Aim of the task - Express each line of the records below as one string in a JSON list, leaving out blank lines.

Entries shown -
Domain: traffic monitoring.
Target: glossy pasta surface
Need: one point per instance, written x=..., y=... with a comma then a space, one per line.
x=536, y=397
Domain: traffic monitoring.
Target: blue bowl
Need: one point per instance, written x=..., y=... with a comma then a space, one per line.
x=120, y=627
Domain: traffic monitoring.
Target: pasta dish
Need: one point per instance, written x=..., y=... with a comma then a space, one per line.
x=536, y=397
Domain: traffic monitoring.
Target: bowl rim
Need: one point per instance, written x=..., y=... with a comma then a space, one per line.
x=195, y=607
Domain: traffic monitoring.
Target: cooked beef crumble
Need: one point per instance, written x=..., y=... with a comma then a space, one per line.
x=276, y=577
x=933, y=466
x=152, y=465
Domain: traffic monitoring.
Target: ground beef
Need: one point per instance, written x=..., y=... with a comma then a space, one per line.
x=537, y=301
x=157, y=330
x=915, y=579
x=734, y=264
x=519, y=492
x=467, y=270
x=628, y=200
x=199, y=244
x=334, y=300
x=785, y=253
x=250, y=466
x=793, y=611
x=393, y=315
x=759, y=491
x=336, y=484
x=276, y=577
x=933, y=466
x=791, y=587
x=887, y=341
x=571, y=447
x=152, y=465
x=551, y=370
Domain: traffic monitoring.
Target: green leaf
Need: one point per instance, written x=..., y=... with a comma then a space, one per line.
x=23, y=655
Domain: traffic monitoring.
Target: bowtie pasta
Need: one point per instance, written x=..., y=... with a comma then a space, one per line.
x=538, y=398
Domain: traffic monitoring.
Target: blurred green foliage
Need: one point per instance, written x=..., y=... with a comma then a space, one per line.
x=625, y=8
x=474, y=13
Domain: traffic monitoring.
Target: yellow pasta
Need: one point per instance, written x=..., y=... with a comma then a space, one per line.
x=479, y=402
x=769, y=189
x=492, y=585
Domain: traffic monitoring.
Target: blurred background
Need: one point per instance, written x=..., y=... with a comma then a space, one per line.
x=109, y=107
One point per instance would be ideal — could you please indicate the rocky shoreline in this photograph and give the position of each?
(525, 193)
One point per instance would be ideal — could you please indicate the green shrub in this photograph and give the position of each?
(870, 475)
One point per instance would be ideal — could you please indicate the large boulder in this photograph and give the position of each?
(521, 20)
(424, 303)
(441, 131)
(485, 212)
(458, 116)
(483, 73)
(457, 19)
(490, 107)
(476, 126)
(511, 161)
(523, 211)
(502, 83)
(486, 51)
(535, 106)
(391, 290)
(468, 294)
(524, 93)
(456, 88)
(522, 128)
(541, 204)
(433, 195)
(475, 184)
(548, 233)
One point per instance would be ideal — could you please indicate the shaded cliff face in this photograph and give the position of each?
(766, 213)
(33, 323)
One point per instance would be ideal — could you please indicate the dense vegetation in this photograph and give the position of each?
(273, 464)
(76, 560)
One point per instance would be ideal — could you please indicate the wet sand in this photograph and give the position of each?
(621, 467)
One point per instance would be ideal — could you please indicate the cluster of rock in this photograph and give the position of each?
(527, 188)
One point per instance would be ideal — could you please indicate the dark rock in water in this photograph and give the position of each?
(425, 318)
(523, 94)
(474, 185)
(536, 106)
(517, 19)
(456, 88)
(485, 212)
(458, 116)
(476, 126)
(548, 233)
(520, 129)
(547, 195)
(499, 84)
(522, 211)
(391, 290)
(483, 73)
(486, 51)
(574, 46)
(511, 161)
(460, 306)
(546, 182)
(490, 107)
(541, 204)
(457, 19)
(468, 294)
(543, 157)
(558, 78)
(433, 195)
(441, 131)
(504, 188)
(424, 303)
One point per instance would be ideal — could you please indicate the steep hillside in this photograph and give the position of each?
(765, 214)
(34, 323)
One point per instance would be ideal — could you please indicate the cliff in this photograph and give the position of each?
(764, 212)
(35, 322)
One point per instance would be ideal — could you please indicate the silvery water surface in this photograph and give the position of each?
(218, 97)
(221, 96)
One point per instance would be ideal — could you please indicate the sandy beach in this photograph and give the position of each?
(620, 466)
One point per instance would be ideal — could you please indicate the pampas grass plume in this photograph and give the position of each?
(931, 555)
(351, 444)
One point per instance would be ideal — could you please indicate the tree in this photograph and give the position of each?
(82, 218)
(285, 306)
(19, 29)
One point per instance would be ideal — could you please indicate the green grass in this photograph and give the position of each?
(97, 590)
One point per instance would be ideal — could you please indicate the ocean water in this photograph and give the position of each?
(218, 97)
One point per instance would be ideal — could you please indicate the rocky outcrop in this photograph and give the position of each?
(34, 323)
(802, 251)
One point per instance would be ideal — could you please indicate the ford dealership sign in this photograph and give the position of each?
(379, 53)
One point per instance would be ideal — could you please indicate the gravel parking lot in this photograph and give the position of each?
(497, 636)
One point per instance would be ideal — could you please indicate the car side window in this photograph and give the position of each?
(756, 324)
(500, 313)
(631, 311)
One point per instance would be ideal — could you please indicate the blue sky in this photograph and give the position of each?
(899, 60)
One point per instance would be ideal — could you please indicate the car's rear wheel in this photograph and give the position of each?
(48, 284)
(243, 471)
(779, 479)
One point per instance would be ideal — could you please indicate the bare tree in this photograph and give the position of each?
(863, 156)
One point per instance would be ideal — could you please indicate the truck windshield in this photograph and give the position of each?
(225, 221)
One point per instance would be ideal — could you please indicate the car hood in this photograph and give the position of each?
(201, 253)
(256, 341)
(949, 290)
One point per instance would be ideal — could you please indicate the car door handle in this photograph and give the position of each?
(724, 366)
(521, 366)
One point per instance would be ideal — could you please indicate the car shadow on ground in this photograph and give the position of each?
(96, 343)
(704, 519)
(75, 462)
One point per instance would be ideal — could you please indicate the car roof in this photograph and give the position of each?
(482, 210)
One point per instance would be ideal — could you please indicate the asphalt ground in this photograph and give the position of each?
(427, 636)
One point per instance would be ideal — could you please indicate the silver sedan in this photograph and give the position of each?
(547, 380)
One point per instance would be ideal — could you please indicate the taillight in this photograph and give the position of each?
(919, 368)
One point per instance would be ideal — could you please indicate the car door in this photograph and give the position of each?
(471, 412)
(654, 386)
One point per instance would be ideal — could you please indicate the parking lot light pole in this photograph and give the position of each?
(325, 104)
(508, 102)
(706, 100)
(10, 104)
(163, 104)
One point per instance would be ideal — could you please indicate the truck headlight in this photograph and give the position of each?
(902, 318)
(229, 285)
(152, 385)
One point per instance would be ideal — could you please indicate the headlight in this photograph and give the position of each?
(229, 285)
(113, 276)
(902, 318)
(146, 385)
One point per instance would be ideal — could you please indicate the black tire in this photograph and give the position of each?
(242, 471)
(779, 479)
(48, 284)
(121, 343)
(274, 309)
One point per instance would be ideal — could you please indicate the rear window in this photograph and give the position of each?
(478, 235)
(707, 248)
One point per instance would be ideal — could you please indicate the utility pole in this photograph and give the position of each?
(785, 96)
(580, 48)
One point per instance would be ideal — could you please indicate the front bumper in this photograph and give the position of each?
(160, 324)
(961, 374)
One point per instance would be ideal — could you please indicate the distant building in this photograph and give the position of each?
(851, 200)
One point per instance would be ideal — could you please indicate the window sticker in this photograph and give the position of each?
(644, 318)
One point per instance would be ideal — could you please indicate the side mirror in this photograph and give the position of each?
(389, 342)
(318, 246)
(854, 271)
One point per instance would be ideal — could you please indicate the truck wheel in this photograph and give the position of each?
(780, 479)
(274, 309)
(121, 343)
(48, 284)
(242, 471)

Solution -
[
  "Domain: traffic monitoring.",
  "Target: glossy pasta surface",
  "Need: one point per instance, written x=..., y=... with a comma then a space, one per line.",
  "x=536, y=397",
  "Domain: traffic monitoring.",
  "Target: blue bowl",
  "Need: one point per instance, written x=..., y=... with a comma then a space, one per line.",
  "x=120, y=627",
  "Domain: traffic monitoring.",
  "Target: pasta dish",
  "Need: one point per instance, written x=..., y=... with a comma then a space, one per line.",
  "x=536, y=397",
  "Domain: traffic monitoring.",
  "Target: bowl rim",
  "Need: one point per instance, written x=..., y=... with a comma then a space, one per line.",
  "x=195, y=607",
  "Domain: traffic monitoring.",
  "Target: cooked beef crumble",
  "Need: one point per instance, written x=..., y=... with a comma then a space, one per line.",
  "x=276, y=577",
  "x=933, y=466",
  "x=152, y=465",
  "Domain: traffic monitoring.",
  "Target: ground beef",
  "Need: one point per instance, written x=..., y=... with a comma then a space, one per line.",
  "x=537, y=301",
  "x=157, y=330",
  "x=915, y=579",
  "x=734, y=264",
  "x=519, y=492",
  "x=467, y=270",
  "x=628, y=200",
  "x=199, y=244",
  "x=334, y=300",
  "x=785, y=253",
  "x=250, y=466",
  "x=793, y=611",
  "x=393, y=315",
  "x=759, y=491",
  "x=336, y=484",
  "x=276, y=577",
  "x=933, y=466",
  "x=791, y=587",
  "x=887, y=341",
  "x=571, y=447",
  "x=152, y=465",
  "x=551, y=370",
  "Domain: traffic monitoring.",
  "Target: green leaf",
  "Need: one point per instance, written x=..., y=... with a comma then a space, one per line.",
  "x=23, y=655",
  "Domain: traffic monitoring.",
  "Target: bowtie pasta",
  "Need: one point per instance, written x=..., y=... with a comma then a space, one per line.",
  "x=538, y=398",
  "Domain: traffic monitoring.",
  "Target: blurred green foliage",
  "Need: one point per instance, written x=..., y=... with a comma then a space, one per line.",
  "x=625, y=8",
  "x=474, y=13",
  "Domain: traffic monitoring.",
  "Target: yellow pasta",
  "Need: one point per instance, written x=..., y=... with a comma then a space, one per line.",
  "x=479, y=402",
  "x=769, y=189",
  "x=492, y=585",
  "Domain: traffic monitoring.",
  "Target: blurred background",
  "Need: one point per instance, written x=..., y=... with a comma then a space, one per line.",
  "x=109, y=107",
  "One point per instance would be ideal — could you please indicate the rocky shoreline in this photograph and give the position of each?",
  "(525, 193)",
  "One point per instance would be ideal — could you please indicate the green shrub in this photograph and give the position of each?",
  "(870, 475)",
  "One point per instance would be ideal — could you please indicate the large boulder in this photograph and give the position of each?",
  "(521, 20)",
  "(424, 303)",
  "(441, 131)",
  "(485, 212)",
  "(458, 116)",
  "(483, 73)",
  "(457, 19)",
  "(490, 107)",
  "(476, 126)",
  "(511, 161)",
  "(523, 211)",
  "(502, 83)",
  "(486, 51)",
  "(535, 106)",
  "(391, 290)",
  "(468, 294)",
  "(524, 93)",
  "(456, 88)",
  "(522, 128)",
  "(541, 204)",
  "(433, 195)",
  "(475, 184)",
  "(548, 233)",
  "One point per instance would be ideal — could you please indicate the shaded cliff face in this photograph and give the position of each?",
  "(766, 213)",
  "(33, 323)",
  "One point per instance would be ideal — could you please indicate the dense vegetation in this photograph and give the position of each?",
  "(273, 464)",
  "(76, 560)",
  "One point per instance would be ideal — could you please indicate the wet sand in this photograph and give the position of each?",
  "(621, 467)",
  "One point per instance would be ideal — could you please indicate the cluster of rock in this photograph and give the position of each?",
  "(527, 188)",
  "One point per instance would be ideal — could you please indicate the dark rock in water in this photograph and give the position of each?",
  "(425, 318)",
  "(523, 94)",
  "(474, 185)",
  "(536, 106)",
  "(517, 19)",
  "(456, 88)",
  "(485, 212)",
  "(458, 116)",
  "(476, 126)",
  "(548, 233)",
  "(520, 129)",
  "(547, 195)",
  "(499, 84)",
  "(522, 211)",
  "(391, 290)",
  "(483, 73)",
  "(486, 51)",
  "(574, 46)",
  "(511, 161)",
  "(460, 306)",
  "(546, 182)",
  "(490, 107)",
  "(541, 204)",
  "(457, 19)",
  "(468, 294)",
  "(543, 157)",
  "(558, 78)",
  "(433, 195)",
  "(441, 131)",
  "(504, 188)",
  "(424, 303)",
  "One point per instance would be ideal — could you please indicate the steep hillside in this photograph and give the position of each?",
  "(765, 214)",
  "(34, 323)",
  "One point per instance would be ideal — could you please indicate the cliff in this photograph and give the position of each?",
  "(764, 212)",
  "(35, 322)",
  "One point per instance would be ideal — could you please indicate the silvery water surface in this photograph and give the position of each?",
  "(218, 97)",
  "(221, 96)",
  "One point per instance would be ideal — could you please indicate the sandy beach in this photograph and give the position of each?",
  "(620, 466)",
  "One point per instance would be ideal — could you please indicate the pampas grass plume in this photograph and give the position of each?",
  "(931, 555)",
  "(351, 444)",
  "One point per instance would be ideal — could you please indicate the tree in this photograph and give the position of each?",
  "(82, 218)",
  "(285, 306)",
  "(19, 29)",
  "One point per instance would be ideal — could you please indicate the green grass in this photograph and give the position of each?",
  "(97, 590)",
  "One point per instance would be ideal — could you please indicate the ocean water in this photograph and give the position of each?",
  "(218, 97)",
  "One point per instance would be ideal — could you please indicate the rocky outcrop in this photograph and give the position of each?",
  "(34, 323)",
  "(802, 251)",
  "One point per instance would be ideal — could you please indicate the ford dealership sign in this photograph and give the position of each?",
  "(379, 53)",
  "One point per instance would be ideal — could you please indicate the gravel parking lot in this photograph and give the position of each?",
  "(497, 636)",
  "One point per instance would be ideal — could you please indicate the car side window in this photograph and give the position of each?",
  "(756, 324)",
  "(500, 313)",
  "(631, 311)",
  "One point per instance would be ideal — could you please indicate the blue sky in this photograph and give the position of each?",
  "(899, 60)",
  "One point per instance would be ideal — could you please indicate the car's rear wheel in this photograph and give the position of each?",
  "(48, 284)",
  "(243, 471)",
  "(779, 479)",
  "One point per instance would be ideal — could you please indicate the bare tree in this photograph and give the position of each?",
  "(863, 156)",
  "One point per instance would be ideal — could you please indicate the truck windshield in this photograph and give the position of each?",
  "(225, 221)",
  "One point per instance would be ideal — could you please indicate the car hood in this photograph and give the position of each?",
  "(201, 253)",
  "(256, 341)",
  "(949, 290)",
  "One point per instance would be ideal — could you please indicate the car door handle in this photograph and give the position of each?",
  "(724, 366)",
  "(521, 366)",
  "One point per instance would be ideal — could you please indicate the car shadow on ground in this photograph and give the position of each?",
  "(96, 343)",
  "(704, 519)",
  "(75, 462)",
  "One point per instance would be ideal — could you please indicate the car roof in this photograph and give the position of each?",
  "(482, 210)",
  "One point per instance would be ideal — could you please indicate the asphalt ground in this photograph and give the position of each?",
  "(427, 636)",
  "One point per instance would be ideal — could you please indicate the silver sedan in this photograph and give the position of each?",
  "(547, 380)",
  "One point per instance would be ideal — could you please indicate the taillight in this photograph and give the position of each?",
  "(919, 368)",
  "One point per instance would be ideal — could you please indicate the car door in this photograph and give the position of each?",
  "(471, 412)",
  "(654, 386)",
  "One point per instance would be ideal — could you please indicate the parking lot light pole in this photograph and give the position of each?",
  "(325, 104)",
  "(508, 102)",
  "(706, 100)",
  "(10, 104)",
  "(163, 104)",
  "One point per instance would be ideal — could you please indicate the truck headlight in this photograph and give the position of each?",
  "(902, 318)",
  "(229, 285)",
  "(152, 385)",
  "One point per instance would be ideal — could you please indicate the headlight in this photograph and give the position of each?",
  "(229, 285)",
  "(113, 276)",
  "(902, 318)",
  "(146, 385)",
  "One point per instance would be ideal — could you please indicate the black tire in this photograph and give the position of each?",
  "(242, 471)",
  "(779, 479)",
  "(48, 284)",
  "(121, 343)",
  "(274, 309)",
  "One point per instance would be ideal — could you please indicate the rear window in this photograph and give the position of each?",
  "(478, 235)",
  "(707, 248)",
  "One point per instance would be ideal — could you please indicate the utility pole in this photograph and give the position of each?",
  "(785, 96)",
  "(580, 48)",
  "One point per instance would be ideal — could you please indicate the front bumper in this photograph and give the position of each?",
  "(160, 324)",
  "(961, 374)",
  "One point per instance would be ideal — could you please indicate the distant building in this photograph and give the position of each?",
  "(851, 200)",
  "One point per instance would be ideal — could you please indicate the window sticker in this photograph and give the position of each?",
  "(644, 318)",
  "One point per instance would be ideal — could you please indicate the side mirror in this photograph and give the position of each?",
  "(389, 342)",
  "(318, 246)",
  "(854, 271)",
  "One point per instance would be ideal — could you please indicate the truck wheel in this photograph and give the position of each?",
  "(780, 479)",
  "(274, 309)",
  "(121, 343)",
  "(48, 284)",
  "(242, 471)"
]